**Directive A**: Count the lines in the rows below that contain the string "shot", treating uppercase and lowercase as different, and reply with the number alone.

**Page**:
--------

Afghan forces battle gunmen after blast near Pakistani consulate

Afghan security forces exchanged fire with gunmen barricaded in a house near the Pakistan consulate in the eastern city of Jalalabad on Wednesday (January 13) after a suicide bomber blew himself up, officials said.

At least six people were killed and 11 wounded in the suicide attack and subsequent fighting, they said.

The attack on the consulate, which comes amid efforts to restart the stalled peace process with the Taliban and ease diplomatic tensions between India and Pakistan, resembled an attack on the Indian consulate in the northern city of Mazar-i-Sharif last week.

Witnesses in Jalalabad, the main trade gateway to the Khyber Pass and Pakistan, said heavy gunfire and a series of explosions could be heard and residents and children from a nearby school had been evacuated.

“I was sitting here and saw two people arrive on a motorbike in this area, one of them got out of the motorbike and opened fire on police. They were dressed with police uniforms and carrying ammunition, we escaped,” said Jan Mohammad, an attack eyewitness.

Attaullah Khogyani, a spokesman for the provincial governor, said a suicide bomber had tried to join a queue of people seeking visas to Pakistan and blew himself up after being prevented from entering the building.

--------

**Given data**:
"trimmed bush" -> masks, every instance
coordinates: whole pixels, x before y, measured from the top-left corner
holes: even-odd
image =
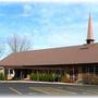
[[[0,81],[4,81],[4,74],[0,73]]]
[[[32,73],[29,75],[32,81],[40,81],[40,82],[54,82],[58,78],[58,75],[54,73]]]

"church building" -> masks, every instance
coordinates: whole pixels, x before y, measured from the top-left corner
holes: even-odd
[[[98,84],[98,42],[90,15],[86,44],[14,52],[0,61],[0,68],[8,81]]]

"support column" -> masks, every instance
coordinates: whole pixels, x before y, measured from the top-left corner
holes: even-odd
[[[7,71],[7,68],[4,68],[4,79],[8,81],[8,71]]]
[[[82,66],[78,66],[78,81],[83,79]]]

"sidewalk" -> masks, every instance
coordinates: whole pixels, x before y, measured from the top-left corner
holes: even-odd
[[[35,81],[0,81],[0,83],[39,83],[39,84],[61,84],[61,85],[79,85],[79,86],[84,86],[84,84],[76,84],[76,83],[35,82]],[[89,86],[89,85],[85,85],[85,86]]]

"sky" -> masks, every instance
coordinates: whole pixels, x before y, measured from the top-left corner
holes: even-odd
[[[94,38],[98,42],[97,3],[64,0],[21,1],[0,2],[1,44],[7,45],[8,37],[17,34],[30,38],[33,49],[83,45],[87,38],[89,12]]]

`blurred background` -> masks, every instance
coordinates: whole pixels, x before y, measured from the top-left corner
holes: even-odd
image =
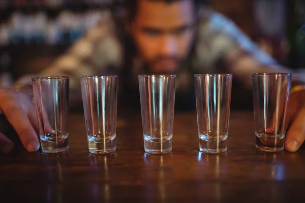
[[[282,64],[305,68],[305,0],[206,0]],[[86,30],[113,14],[119,0],[0,0],[0,87],[37,73]]]

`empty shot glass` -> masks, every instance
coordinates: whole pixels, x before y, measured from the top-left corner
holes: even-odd
[[[199,149],[204,154],[227,151],[231,74],[195,75]]]
[[[80,78],[89,152],[115,150],[117,76]]]
[[[256,148],[276,152],[284,149],[291,74],[252,75]]]
[[[161,154],[172,150],[176,75],[139,76],[145,151]]]
[[[69,78],[35,78],[32,84],[42,152],[68,151]]]

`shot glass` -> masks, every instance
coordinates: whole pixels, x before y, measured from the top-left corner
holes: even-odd
[[[117,76],[80,78],[89,152],[115,151]]]
[[[204,154],[227,151],[232,88],[231,74],[195,77],[199,149]]]
[[[287,128],[291,74],[252,75],[256,147],[260,151],[283,150]]]
[[[175,75],[139,76],[145,152],[161,154],[172,150]]]
[[[68,151],[69,78],[35,78],[32,84],[42,152]]]

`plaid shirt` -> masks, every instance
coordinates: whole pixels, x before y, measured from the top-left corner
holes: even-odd
[[[103,20],[39,76],[69,76],[71,88],[79,89],[80,76],[117,74],[126,62],[126,54],[117,29],[113,19]],[[137,75],[142,73],[142,63],[136,56],[132,61],[135,80],[131,81],[135,83]],[[234,80],[250,89],[253,73],[293,72],[261,50],[232,21],[213,11],[198,17],[196,41],[188,65],[190,68],[177,74],[178,91],[190,85],[194,73],[231,73]],[[293,80],[303,81],[303,76],[293,74]],[[33,76],[25,76],[16,84],[30,84]]]

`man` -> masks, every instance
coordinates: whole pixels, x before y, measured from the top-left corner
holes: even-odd
[[[118,28],[119,20],[101,22],[39,75],[69,76],[72,90],[79,91],[80,76],[118,74],[121,92],[132,97],[130,94],[138,91],[138,75],[175,73],[177,104],[185,106],[192,103],[188,98],[195,97],[190,93],[194,73],[229,72],[251,89],[252,73],[292,72],[260,50],[231,21],[200,9],[194,0],[127,2],[125,29]],[[297,76],[293,76],[294,84],[302,82]],[[17,89],[30,84],[32,77],[20,79]],[[302,86],[298,88],[289,104],[289,122],[292,123],[285,147],[291,152],[305,139],[305,91]],[[1,90],[0,108],[26,150],[38,150],[38,124],[31,97],[20,91]],[[0,150],[8,153],[13,147],[0,134]]]

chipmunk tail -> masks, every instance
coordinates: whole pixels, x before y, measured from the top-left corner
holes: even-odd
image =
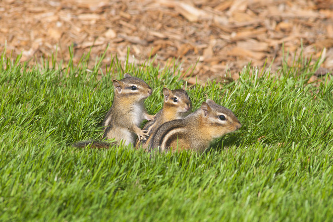
[[[86,146],[90,146],[90,148],[101,149],[106,148],[108,149],[109,147],[112,145],[114,145],[115,143],[107,143],[104,141],[83,141],[77,142],[73,144],[73,146],[77,148],[84,148]]]

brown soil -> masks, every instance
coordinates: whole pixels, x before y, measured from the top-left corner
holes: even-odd
[[[321,67],[333,68],[333,0],[2,0],[0,33],[0,50],[7,42],[22,61],[57,50],[68,61],[73,44],[75,64],[90,47],[94,58],[109,44],[106,64],[112,53],[124,60],[128,47],[138,63],[179,58],[185,72],[198,62],[193,82],[229,71],[237,79],[250,61],[262,67],[275,58],[276,70],[284,43],[292,57],[302,44],[315,59],[325,48]]]

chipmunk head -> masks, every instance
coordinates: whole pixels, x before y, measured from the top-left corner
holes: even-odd
[[[229,108],[207,99],[201,104],[201,115],[203,121],[208,126],[207,133],[212,138],[217,138],[228,133],[235,131],[242,125],[236,116]]]
[[[132,101],[141,101],[151,94],[151,88],[141,79],[125,73],[124,79],[113,80],[115,94],[130,98]]]
[[[176,119],[183,119],[191,111],[192,102],[186,91],[182,89],[170,90],[163,88],[163,108],[167,109],[170,115],[176,115]]]

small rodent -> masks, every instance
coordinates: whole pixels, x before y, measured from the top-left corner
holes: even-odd
[[[163,88],[164,103],[163,107],[155,115],[155,119],[147,123],[143,126],[143,130],[147,131],[147,140],[139,141],[137,139],[136,148],[141,147],[146,149],[152,135],[158,127],[164,123],[174,120],[180,120],[187,116],[191,112],[192,103],[186,91],[183,89],[171,90],[168,88]]]
[[[183,120],[166,122],[157,129],[149,143],[149,151],[190,149],[204,151],[216,138],[238,130],[242,125],[229,109],[211,99]]]
[[[103,121],[105,127],[102,139],[115,138],[119,145],[122,141],[125,145],[133,145],[136,135],[139,140],[145,139],[146,130],[139,126],[144,119],[152,120],[153,116],[147,113],[143,101],[151,94],[150,87],[143,80],[125,73],[120,80],[113,80],[115,87],[114,100]],[[107,147],[110,144],[103,141],[82,141],[73,144],[82,147],[91,144],[96,148]]]

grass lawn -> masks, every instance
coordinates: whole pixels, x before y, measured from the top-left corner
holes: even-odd
[[[278,73],[249,66],[236,82],[188,87],[193,110],[211,98],[242,127],[203,154],[151,157],[71,144],[100,138],[111,74],[146,81],[153,114],[163,87],[183,83],[179,65],[114,58],[101,78],[100,61],[87,70],[88,57],[61,69],[1,57],[0,221],[331,221],[333,80],[307,83],[318,63],[301,58]]]

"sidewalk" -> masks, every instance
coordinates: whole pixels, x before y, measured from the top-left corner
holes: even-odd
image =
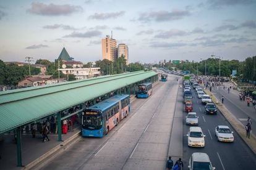
[[[32,138],[31,133],[22,134],[22,165],[26,169],[31,166],[38,158],[46,156],[45,154],[49,151],[53,150],[56,147],[64,146],[67,139],[75,134],[79,134],[80,131],[80,126],[77,124],[73,132],[69,132],[66,134],[62,134],[62,139],[64,142],[58,141],[58,134],[49,134],[49,142],[42,142],[40,134],[36,134],[35,138]],[[3,136],[4,140],[0,142],[1,169],[21,169],[22,167],[17,167],[17,145],[15,144],[14,134],[6,134]]]

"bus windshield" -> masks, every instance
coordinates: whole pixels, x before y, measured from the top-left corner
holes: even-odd
[[[101,116],[87,116],[83,119],[83,127],[88,129],[100,129],[102,126]]]

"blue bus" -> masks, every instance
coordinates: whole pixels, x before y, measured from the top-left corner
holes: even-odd
[[[152,83],[144,83],[138,85],[137,98],[147,98],[152,94]]]
[[[114,95],[85,109],[82,118],[82,136],[103,137],[129,115],[130,95]]]
[[[167,76],[166,74],[162,74],[161,75],[161,81],[167,81]]]

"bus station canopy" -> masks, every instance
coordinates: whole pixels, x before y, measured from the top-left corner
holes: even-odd
[[[1,92],[0,134],[156,75],[140,71]]]

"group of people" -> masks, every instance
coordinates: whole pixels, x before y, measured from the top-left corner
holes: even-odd
[[[169,159],[166,162],[166,168],[168,170],[181,170],[182,168],[183,168],[183,162],[180,158],[175,164],[173,164],[173,161],[171,160],[171,156],[169,156]]]

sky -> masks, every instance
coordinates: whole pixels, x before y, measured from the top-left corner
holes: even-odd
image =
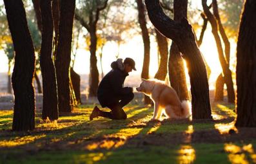
[[[201,8],[201,1],[192,1],[192,5]],[[153,37],[151,37],[150,49],[150,76],[153,77],[158,69],[157,60],[157,45]],[[171,42],[170,42],[170,43]],[[83,44],[83,43],[81,43]],[[235,44],[231,42],[231,60],[234,60],[235,55]],[[170,47],[170,46],[169,46]],[[110,69],[111,63],[115,60],[115,55],[117,53],[118,47],[117,44],[111,42],[108,42],[103,49],[103,72],[106,74]],[[204,55],[207,63],[212,69],[212,75],[210,82],[214,82],[217,77],[221,72],[221,67],[218,58],[216,44],[212,34],[210,24],[208,26],[204,36],[202,45],[200,48],[202,54]],[[141,35],[135,35],[128,41],[120,46],[120,58],[125,59],[131,57],[136,63],[137,71],[133,71],[132,75],[140,75],[141,73],[143,63],[144,47]],[[3,51],[0,51],[0,72],[7,72],[8,60]],[[98,59],[98,69],[101,73],[100,62]],[[232,69],[233,68],[231,68]],[[74,65],[74,70],[79,74],[88,74],[90,71],[90,52],[83,48],[77,50],[76,59]],[[234,71],[234,70],[233,70]]]

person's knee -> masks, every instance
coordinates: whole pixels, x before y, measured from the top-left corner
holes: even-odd
[[[119,113],[113,113],[113,120],[126,120],[127,114],[124,111],[119,111]]]
[[[132,99],[133,99],[133,98],[134,98],[134,93],[130,93],[128,95],[129,100],[131,101]]]

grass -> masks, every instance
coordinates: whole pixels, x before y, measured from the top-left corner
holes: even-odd
[[[212,104],[213,121],[150,122],[153,108],[130,105],[127,120],[90,122],[92,107],[57,122],[38,111],[36,129],[23,132],[11,131],[12,111],[0,111],[0,163],[256,163],[255,134],[228,134],[233,105]]]

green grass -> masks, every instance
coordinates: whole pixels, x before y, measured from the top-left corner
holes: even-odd
[[[0,111],[0,163],[256,163],[256,139],[227,133],[234,107],[212,104],[215,121],[150,122],[153,108],[130,105],[126,120],[90,122],[93,106],[83,105],[57,123],[38,112],[36,129],[23,132],[10,131],[12,111]]]

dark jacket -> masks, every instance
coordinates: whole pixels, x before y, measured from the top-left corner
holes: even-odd
[[[123,71],[122,60],[113,62],[112,69],[106,74],[100,82],[97,97],[101,106],[106,107],[110,102],[120,100],[122,95],[132,92],[131,87],[123,87],[125,78],[129,74]]]

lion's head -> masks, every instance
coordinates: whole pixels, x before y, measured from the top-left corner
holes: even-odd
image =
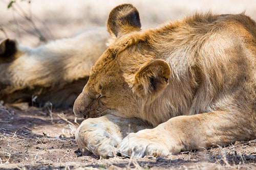
[[[109,47],[92,67],[74,113],[86,118],[110,113],[150,121],[141,114],[143,106],[167,87],[170,67],[158,59],[151,45],[152,32],[141,31],[139,13],[132,5],[114,8],[107,27],[112,37]]]

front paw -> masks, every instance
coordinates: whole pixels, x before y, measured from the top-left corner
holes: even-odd
[[[100,124],[82,123],[76,132],[76,140],[81,150],[87,149],[97,156],[113,157],[120,142],[113,136]]]
[[[161,139],[158,140],[157,136],[157,138],[151,139],[141,135],[140,132],[131,133],[124,138],[118,145],[118,152],[124,156],[132,155],[133,152],[136,158],[142,158],[145,155],[166,157],[169,154],[168,148]]]

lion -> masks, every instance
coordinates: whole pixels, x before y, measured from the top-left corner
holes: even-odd
[[[108,49],[75,102],[79,148],[166,157],[256,138],[256,24],[196,13],[141,30],[131,4],[111,12]],[[131,155],[132,154],[132,155]]]
[[[0,100],[11,106],[50,102],[54,107],[73,107],[109,38],[105,28],[91,27],[35,48],[23,47],[14,39],[3,40]]]

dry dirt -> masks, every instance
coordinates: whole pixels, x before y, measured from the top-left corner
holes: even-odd
[[[256,1],[181,0],[0,0],[0,40],[15,37],[25,46],[41,42],[36,28],[47,40],[67,37],[82,28],[104,26],[115,6],[134,4],[142,27],[156,27],[193,11],[246,14],[256,19]],[[29,7],[30,6],[30,7]],[[20,9],[22,10],[20,10]],[[26,19],[27,18],[27,19]],[[82,155],[74,134],[82,119],[75,123],[72,109],[52,110],[30,107],[26,111],[0,107],[0,169],[256,169],[256,140],[236,142],[225,148],[186,152],[168,158],[130,159]]]
[[[50,113],[52,113],[52,121]],[[0,169],[256,169],[256,140],[167,158],[97,158],[78,150],[71,109],[0,109]]]

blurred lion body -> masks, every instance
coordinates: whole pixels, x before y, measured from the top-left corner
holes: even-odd
[[[91,117],[76,132],[79,148],[166,156],[256,138],[256,25],[249,17],[195,14],[142,31],[137,9],[125,4],[107,26],[110,45],[75,102],[76,116]],[[125,137],[127,122],[131,132],[143,122],[145,129]]]
[[[88,28],[75,36],[35,48],[15,40],[0,45],[0,100],[69,107],[87,83],[91,67],[106,48],[105,28]]]

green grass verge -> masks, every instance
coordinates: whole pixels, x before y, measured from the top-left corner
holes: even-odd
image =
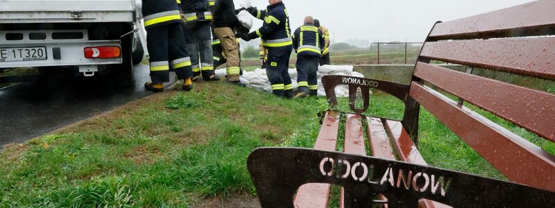
[[[316,113],[327,108],[325,98],[285,101],[223,82],[196,88],[155,94],[3,150],[0,207],[189,207],[204,198],[255,194],[248,154],[262,146],[312,147]],[[378,94],[367,114],[400,119],[403,109]],[[553,143],[484,114],[555,154]],[[429,164],[503,178],[425,110],[420,135]]]

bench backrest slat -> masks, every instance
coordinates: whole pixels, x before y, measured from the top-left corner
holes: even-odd
[[[401,122],[388,120],[386,122],[387,132],[393,141],[393,148],[395,150],[399,159],[401,161],[427,165],[426,161],[422,157],[422,155],[416,148],[411,137],[403,128]]]
[[[554,94],[422,62],[417,63],[414,75],[518,126],[555,141]]]
[[[552,79],[554,56],[552,37],[429,42],[420,53],[432,60]]]
[[[555,156],[420,83],[410,95],[509,180],[555,191]]]
[[[555,1],[537,1],[514,7],[438,24],[429,37],[485,38],[543,35],[555,31]]]

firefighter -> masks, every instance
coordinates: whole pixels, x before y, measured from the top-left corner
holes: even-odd
[[[240,83],[241,73],[239,44],[237,42],[234,31],[246,31],[244,26],[237,18],[238,10],[232,0],[218,0],[214,7],[214,35],[218,37],[227,60],[226,80],[232,83]]]
[[[325,46],[324,46],[324,51],[322,52],[322,58],[320,59],[320,65],[330,65],[330,31],[327,28],[320,24],[320,21],[314,19],[314,26],[318,27],[322,33],[324,34],[324,40],[325,40]]]
[[[289,73],[289,56],[293,51],[293,41],[289,28],[289,17],[281,0],[269,0],[266,10],[250,7],[247,10],[263,19],[262,27],[255,32],[242,35],[243,40],[261,37],[268,49],[266,73],[272,85],[272,92],[279,97],[292,98],[293,84]]]
[[[145,83],[144,88],[156,92],[163,92],[163,83],[169,81],[171,66],[176,71],[178,79],[184,80],[182,89],[190,91],[193,89],[191,59],[183,39],[178,2],[176,0],[144,0],[142,12],[152,80]]]
[[[262,40],[260,40],[259,48],[260,49],[259,52],[260,55],[260,69],[266,69],[266,62],[268,60],[268,49],[264,47]]]
[[[324,37],[314,22],[312,17],[305,17],[305,24],[293,33],[293,48],[297,53],[298,92],[296,98],[318,94],[316,71],[324,49]]]
[[[214,1],[208,0],[181,0],[181,8],[186,21],[185,41],[189,43],[187,49],[191,53],[194,82],[219,80],[214,73],[212,58],[210,27],[212,21],[210,8],[212,3]]]

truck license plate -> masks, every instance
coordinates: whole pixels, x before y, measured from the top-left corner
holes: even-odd
[[[0,62],[46,60],[46,47],[0,48]]]

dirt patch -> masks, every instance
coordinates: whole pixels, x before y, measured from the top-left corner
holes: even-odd
[[[225,199],[214,198],[207,200],[200,205],[196,205],[194,208],[251,208],[262,207],[258,198],[251,196],[234,196]]]
[[[19,160],[23,154],[29,149],[31,146],[28,144],[10,144],[3,146],[3,149],[0,150],[0,153],[3,155],[2,157],[6,159],[7,162],[15,162]]]

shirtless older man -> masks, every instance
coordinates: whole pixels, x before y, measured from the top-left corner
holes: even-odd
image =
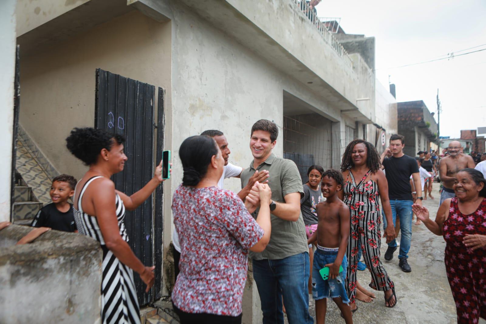
[[[448,198],[455,197],[452,186],[457,180],[456,174],[457,172],[466,168],[474,168],[475,166],[474,161],[469,155],[466,155],[462,152],[462,147],[458,141],[453,141],[449,143],[447,151],[449,155],[442,158],[439,164],[439,176],[442,181],[442,192],[440,194],[440,201],[439,206]]]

--------

**Directive B**: Resume the news report on the attack near the Pakistani consulate in Jalalabad, starting after its final sentence.

**Exercise output A**: 2

**Exercise output B**:
Two policemen were killed in the blast, the interior ministry said in a statement. Two other attackers took refuge in an empty government guest house nearby, it said.

The area had been sealed off and security forces were engaged in “eliminating” the attackers, it said.

There was no claim of responsibility.

Last week, a group of attackers barricaded themselves in a house and resisted security forces for about 24 hours after a suicide attack on the Indian consulate in Mazar-i-Sharif.

The group responsible for that attack has not been identified but the incident fuelled suspicion in India about militants sponsored from Pakistan and it cast a shadow over the latest effort to improve relations.

Tension between India and Pakistan has risen since the attack on its consulate and on an Indian air base that killed seven Indian military personnel near their border. India has blamed the attacks on Pakistan-based militants.

A rare meeting between the foreign secretaries of both countries had been tentatively scheduled for later this week, but it is unclear if it would still happen after the attacks.

Delegates from Afghanistan, Pakistan, China and the United States also met this week to try to resurrect efforts to end nearly 15 years of bloodshed in Afghanistan, even as fighting with the Taliban intensifies.

Pakistan says many Pakistani Taliban militants, who are separate from but allied with the Afghan Taliban, and are fighting to bring down the Pakistani state, have sought refuge in Afghanistan from a Pakistani army offensive.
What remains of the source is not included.